> **DIRECTIONS FOR THIS TASK**: Switch each "wooden" in the entries below to "timber", and leave everything else as it is.

┌─ DATA PROVIDED

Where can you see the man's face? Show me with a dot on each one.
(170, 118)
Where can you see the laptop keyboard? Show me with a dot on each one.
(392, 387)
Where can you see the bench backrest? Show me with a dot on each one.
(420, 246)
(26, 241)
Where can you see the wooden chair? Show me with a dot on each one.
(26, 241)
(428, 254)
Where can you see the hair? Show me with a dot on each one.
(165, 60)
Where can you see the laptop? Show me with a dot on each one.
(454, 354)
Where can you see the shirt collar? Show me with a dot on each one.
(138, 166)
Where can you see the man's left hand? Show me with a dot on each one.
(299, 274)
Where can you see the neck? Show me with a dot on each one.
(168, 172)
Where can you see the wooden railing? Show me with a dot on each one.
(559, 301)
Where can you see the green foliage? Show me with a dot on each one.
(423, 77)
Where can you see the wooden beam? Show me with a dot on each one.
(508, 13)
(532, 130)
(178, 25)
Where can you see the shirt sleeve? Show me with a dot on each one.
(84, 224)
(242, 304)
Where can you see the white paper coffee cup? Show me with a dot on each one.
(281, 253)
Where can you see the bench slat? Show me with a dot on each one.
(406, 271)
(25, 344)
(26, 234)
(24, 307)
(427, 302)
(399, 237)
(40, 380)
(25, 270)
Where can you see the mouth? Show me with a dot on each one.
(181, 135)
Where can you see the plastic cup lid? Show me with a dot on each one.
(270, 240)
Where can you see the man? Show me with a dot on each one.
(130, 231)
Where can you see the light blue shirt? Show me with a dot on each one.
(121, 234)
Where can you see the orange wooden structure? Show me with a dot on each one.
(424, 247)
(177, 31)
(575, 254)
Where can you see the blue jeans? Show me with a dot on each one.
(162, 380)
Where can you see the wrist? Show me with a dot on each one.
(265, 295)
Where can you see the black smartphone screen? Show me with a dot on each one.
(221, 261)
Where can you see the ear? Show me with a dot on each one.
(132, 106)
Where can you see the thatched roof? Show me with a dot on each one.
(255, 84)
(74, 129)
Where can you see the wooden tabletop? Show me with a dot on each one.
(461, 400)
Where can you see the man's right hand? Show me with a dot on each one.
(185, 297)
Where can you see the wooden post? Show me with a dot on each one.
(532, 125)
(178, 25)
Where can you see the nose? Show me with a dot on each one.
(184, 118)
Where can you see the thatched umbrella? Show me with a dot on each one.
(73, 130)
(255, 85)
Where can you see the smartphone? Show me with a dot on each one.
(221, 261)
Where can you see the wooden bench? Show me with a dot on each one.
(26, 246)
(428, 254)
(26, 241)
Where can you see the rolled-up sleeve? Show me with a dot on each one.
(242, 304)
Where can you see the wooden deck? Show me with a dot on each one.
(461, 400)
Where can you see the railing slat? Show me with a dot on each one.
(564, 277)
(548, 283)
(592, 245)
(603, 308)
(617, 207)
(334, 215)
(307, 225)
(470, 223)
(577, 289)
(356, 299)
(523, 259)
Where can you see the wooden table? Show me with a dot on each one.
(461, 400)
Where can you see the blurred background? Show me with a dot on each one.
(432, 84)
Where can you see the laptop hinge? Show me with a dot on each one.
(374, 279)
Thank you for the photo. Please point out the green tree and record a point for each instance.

└─

> **RESPONSE FOR THIS EXERCISE**:
Where can you see the man's face? Show me with a dot on each one.
(170, 118)
Where can you see the laptop keyboard? Show me with a dot on each one.
(392, 387)
Where can you see the bench backrest? Show me with a dot on each one.
(420, 246)
(26, 241)
Where can you see the timber chair? Show me with a dot on each one.
(26, 241)
(428, 254)
Where can you see the hair? Show me with a dot on each one.
(165, 60)
Where can you see the laptop? Show me with a dot on each one.
(454, 354)
Where can you see the shirt collar? Show me with a dot on each one.
(138, 166)
Where can you see the man's left hand? Show me with a dot on each one.
(299, 274)
Where can you see the neck? Show me with a dot on each one.
(168, 172)
Where can you see the timber railing? Show me with a dot on each one.
(559, 301)
Where can you see the green foliage? Show me with a dot on each one.
(423, 77)
Where can you see the timber beam? Show me with a dot on each one.
(508, 13)
(532, 130)
(178, 25)
Where can you see the shirt sleeve? Show me with a dot on each one.
(84, 224)
(242, 304)
Where can you see the white paper coffee cup? Show me with a dot on each one.
(281, 253)
Where can you see the bench slat? Show me with a dot on each one.
(406, 271)
(25, 344)
(26, 234)
(24, 307)
(427, 302)
(399, 237)
(40, 380)
(25, 270)
Where can you see the mouth? Show me with a dot on each one.
(181, 135)
Where can you see the plastic cup lid? Show me with a dot on each one.
(270, 240)
Where can you see the man? Show me with a dot on each one.
(130, 231)
Where can you see the light blue shirt? Show me with a dot on each one.
(121, 234)
Where can you see the orange timber structure? Show me with a dot on each one.
(424, 247)
(177, 31)
(575, 254)
Where can you see the blue jeans? Show me with a dot on each one.
(162, 380)
Where can you see the wrist? Show me with a dot on each one.
(265, 295)
Where can you see the black smartphone screen? Show me with a dot on each one.
(221, 261)
Where can you see the ear? Show me with a dot on each one.
(132, 106)
Where can you see the thatched roof? Show me with a dot on each one.
(255, 84)
(74, 129)
Where can you see the timber tabletop? Show me with a dot on each one.
(461, 400)
Where can you see the man's right hand? Show me with a dot on each one.
(185, 297)
Where can you see the timber post? Show me with a dot on each one.
(532, 125)
(178, 25)
Where can you see the nose? Show me with a dot on each one.
(184, 118)
Where can you see the thatched umbrella? Show me with a dot on each one.
(73, 130)
(255, 85)
Where can you see the smartphone? Show me with a dot on each one.
(221, 261)
Where can you see the timber bench? Show me with a dot on each one.
(26, 246)
(428, 254)
(26, 241)
Where can you see the rolled-up sleeve? Show me with a dot on each one.
(242, 304)
Where can you see the timber deck? Show me with a dot on each one.
(461, 400)
Where can you see the railing slat? Show me with a dot on each one.
(564, 277)
(548, 283)
(592, 245)
(603, 308)
(617, 207)
(334, 215)
(307, 225)
(470, 223)
(577, 289)
(356, 299)
(523, 259)
Where can you see the timber table? Show me with a dot on each one.
(461, 400)
Where can you see the blurred background? Show me with a dot on each one.
(432, 84)
Where can you see the laptop hinge? Show me with a dot on each one.
(374, 279)
Thank you for the photo. Please point out the green tree and record a point for each instance.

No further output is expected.